* Work required *
Rewrite the data below, putting "evaluation" wherever "benchmark" appears and keeping everything else the same. Omit the pictures from your version.

Stored entries
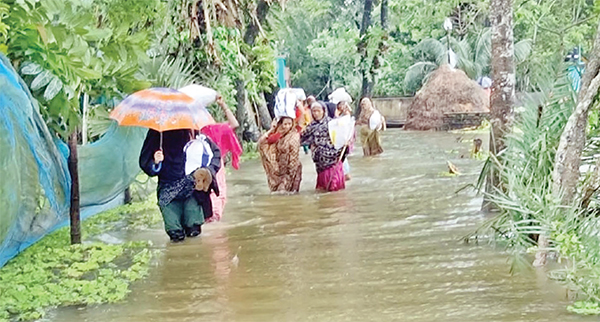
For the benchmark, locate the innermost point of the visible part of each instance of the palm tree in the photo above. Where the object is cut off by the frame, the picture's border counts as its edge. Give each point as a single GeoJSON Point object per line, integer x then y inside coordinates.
{"type": "Point", "coordinates": [473, 58]}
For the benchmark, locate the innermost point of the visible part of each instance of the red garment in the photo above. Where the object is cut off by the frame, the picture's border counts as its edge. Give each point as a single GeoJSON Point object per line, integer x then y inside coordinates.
{"type": "Point", "coordinates": [332, 179]}
{"type": "Point", "coordinates": [273, 137]}
{"type": "Point", "coordinates": [222, 134]}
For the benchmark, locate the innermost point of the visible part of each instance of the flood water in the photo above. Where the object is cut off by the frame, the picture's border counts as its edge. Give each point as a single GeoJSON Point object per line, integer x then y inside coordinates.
{"type": "Point", "coordinates": [386, 249]}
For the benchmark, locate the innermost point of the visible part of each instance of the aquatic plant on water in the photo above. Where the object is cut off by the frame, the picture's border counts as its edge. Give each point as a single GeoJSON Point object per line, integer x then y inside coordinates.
{"type": "Point", "coordinates": [54, 273]}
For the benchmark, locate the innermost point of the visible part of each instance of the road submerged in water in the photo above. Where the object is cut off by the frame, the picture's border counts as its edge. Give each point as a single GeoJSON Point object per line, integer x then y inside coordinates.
{"type": "Point", "coordinates": [386, 249]}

* Task answer *
For the evaluation, locate the innermost point of the visible part of each instance of the palm tree in the photo above. Where the object is cut off by the frame, the picture's border counts as its edge. Give each point as a single GeoJSON Point object per line, integer x then y inside coordinates.
{"type": "Point", "coordinates": [473, 58]}
For the evaluation, locate the innermost point of the visible part of each instance of the red garment in the photo above. Where the object is cut off by the frame, the picture's border counts as its edge. Give each point as a single GeoJSON Point object per line, integer x then y inside coordinates.
{"type": "Point", "coordinates": [332, 179]}
{"type": "Point", "coordinates": [273, 137]}
{"type": "Point", "coordinates": [222, 134]}
For the evaluation, locate the innermost point of the visible part of each instance of the flood water in the photo above. Where the object is cut off by the frame, the picture's border counts as its edge. Give each point as a single GeoJSON Point object per line, integer x then y inside coordinates.
{"type": "Point", "coordinates": [386, 249]}
For the evaluation, locate the innermost point of the visible part of each instance of the aquatic plant on water in the photo above. Where the object is cut off by the frame, the picture's border counts as its edge. Give each point as a single GeoJSON Point object per line, integer x then y inside coordinates.
{"type": "Point", "coordinates": [54, 273]}
For the evaluation, locate the innermost point of the visible part of each instance of the road submerged in water in the photo above. Where the object is cut off by the frame, the picture's border counts as its edge. Give each point as a single GeoJSON Point object per line, integer x then y inside coordinates.
{"type": "Point", "coordinates": [386, 249]}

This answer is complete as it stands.